Task details
Your response should be the complete set of records, reproduced exactly.

Supplied records
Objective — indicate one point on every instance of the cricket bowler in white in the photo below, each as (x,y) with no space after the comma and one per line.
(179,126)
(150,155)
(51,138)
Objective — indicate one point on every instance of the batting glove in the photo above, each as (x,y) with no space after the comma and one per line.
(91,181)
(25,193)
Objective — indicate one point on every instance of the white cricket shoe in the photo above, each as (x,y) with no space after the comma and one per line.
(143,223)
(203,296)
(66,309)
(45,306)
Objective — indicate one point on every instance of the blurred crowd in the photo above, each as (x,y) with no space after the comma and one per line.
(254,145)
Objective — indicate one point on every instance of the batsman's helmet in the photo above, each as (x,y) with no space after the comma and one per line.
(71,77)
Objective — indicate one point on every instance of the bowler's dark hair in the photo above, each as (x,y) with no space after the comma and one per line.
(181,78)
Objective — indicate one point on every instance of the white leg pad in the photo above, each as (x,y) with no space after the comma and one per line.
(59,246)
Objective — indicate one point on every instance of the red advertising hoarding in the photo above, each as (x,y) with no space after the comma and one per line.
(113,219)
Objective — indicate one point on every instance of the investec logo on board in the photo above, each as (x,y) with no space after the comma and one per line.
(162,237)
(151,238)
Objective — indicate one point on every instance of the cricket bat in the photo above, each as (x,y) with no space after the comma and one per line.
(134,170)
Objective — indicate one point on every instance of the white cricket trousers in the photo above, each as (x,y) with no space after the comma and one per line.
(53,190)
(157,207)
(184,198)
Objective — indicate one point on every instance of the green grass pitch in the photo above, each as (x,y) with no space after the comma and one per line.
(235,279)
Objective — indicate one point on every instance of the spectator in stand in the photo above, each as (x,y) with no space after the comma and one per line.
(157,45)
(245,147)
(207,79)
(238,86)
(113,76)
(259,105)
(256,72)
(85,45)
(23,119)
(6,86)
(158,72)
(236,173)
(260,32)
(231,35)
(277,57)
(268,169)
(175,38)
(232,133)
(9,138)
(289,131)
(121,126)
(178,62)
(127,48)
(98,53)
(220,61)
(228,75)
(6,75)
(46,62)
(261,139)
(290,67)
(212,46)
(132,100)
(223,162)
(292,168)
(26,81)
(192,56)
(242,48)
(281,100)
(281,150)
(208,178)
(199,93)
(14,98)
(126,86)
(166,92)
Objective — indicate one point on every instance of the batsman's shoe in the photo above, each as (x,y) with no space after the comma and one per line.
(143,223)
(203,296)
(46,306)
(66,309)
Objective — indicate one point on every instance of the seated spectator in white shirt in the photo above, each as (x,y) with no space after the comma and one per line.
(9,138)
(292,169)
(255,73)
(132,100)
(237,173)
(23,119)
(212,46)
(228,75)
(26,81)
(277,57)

Written solution
Objective — indicate one point on every instance of the cricket bowler in white in the photo below, each as (x,y) with no space after the comma and one per line.
(179,126)
(150,155)
(51,138)
Objective — indicate one point on every instance of the batting glove in the photo above, each as (x,y) with no space after the comma and one per line.
(91,181)
(25,193)
Objective — indicate one point on every instance of the white cricket shoe in the photo above, each as (x,y) with no space after the comma and one per line.
(143,223)
(203,296)
(66,309)
(45,306)
Objective — indicate one point on every instance of the blurred crowd in the photo above, each as (x,y) with no space after the comma and one per line.
(254,145)
Objective — indicate one point on every instance of the batsman's helmet in the photo above, each as (x,y) with no space after the comma and one per line.
(71,77)
Objective — indicate one point on every instance of the bowler's dark hair in the photo above, each as (x,y) with no space after the comma and one per line.
(181,78)
Objective — indicate one point on every instance of the white leg pad in the photo above, each as (x,y) with no space after the comma and one per line.
(59,246)
Objective — indicate one point on every instance of the red advertising hoarding in the photo above, each as (x,y) with no space after the comma and one per line.
(113,219)
Objective — indicate one point on every instance of the investec logo on board in the photo above, each as (x,y) with no space after the comma and one per line.
(162,237)
(151,238)
Objective — indicate one point on every instance of the cricket bat in the photo above, each as (x,y) with no space after the comma and one per line.
(134,170)
Objective — indicate one point on every instance of the white cricket trousers in the photo above, each as (x,y) with no space after the comma and one per line.
(53,190)
(157,207)
(184,198)
Objective — indicate one point on every instance of the green grass pitch in the photo above, each as (x,y) with no space after the comma and one per line.
(235,279)
Objective — indicate one point on every instance of the spectator in stand in the photo above, each as (x,y) with no space after the comma and one per line.
(157,45)
(245,147)
(207,79)
(238,86)
(113,76)
(259,105)
(256,72)
(85,45)
(23,119)
(6,86)
(158,72)
(236,173)
(260,32)
(231,35)
(277,57)
(268,169)
(175,38)
(232,133)
(9,138)
(289,131)
(121,126)
(178,62)
(127,48)
(98,53)
(220,61)
(228,75)
(6,75)
(46,62)
(261,139)
(290,67)
(212,46)
(132,100)
(223,162)
(292,168)
(26,81)
(192,56)
(242,48)
(281,100)
(281,150)
(208,178)
(199,93)
(14,98)
(126,86)
(166,92)
Objective — indicate one point on every instance of the batsman's shoe in the photo above, each as (x,y) with no space after the comma and one per line.
(143,223)
(203,296)
(46,306)
(66,309)
Objective — indicate one point on every instance of the seated spectator in white shirt in the photo above, each as (x,y) with no space after the comma and one per line.
(9,138)
(292,169)
(255,73)
(132,100)
(237,173)
(23,119)
(212,46)
(228,75)
(26,81)
(277,57)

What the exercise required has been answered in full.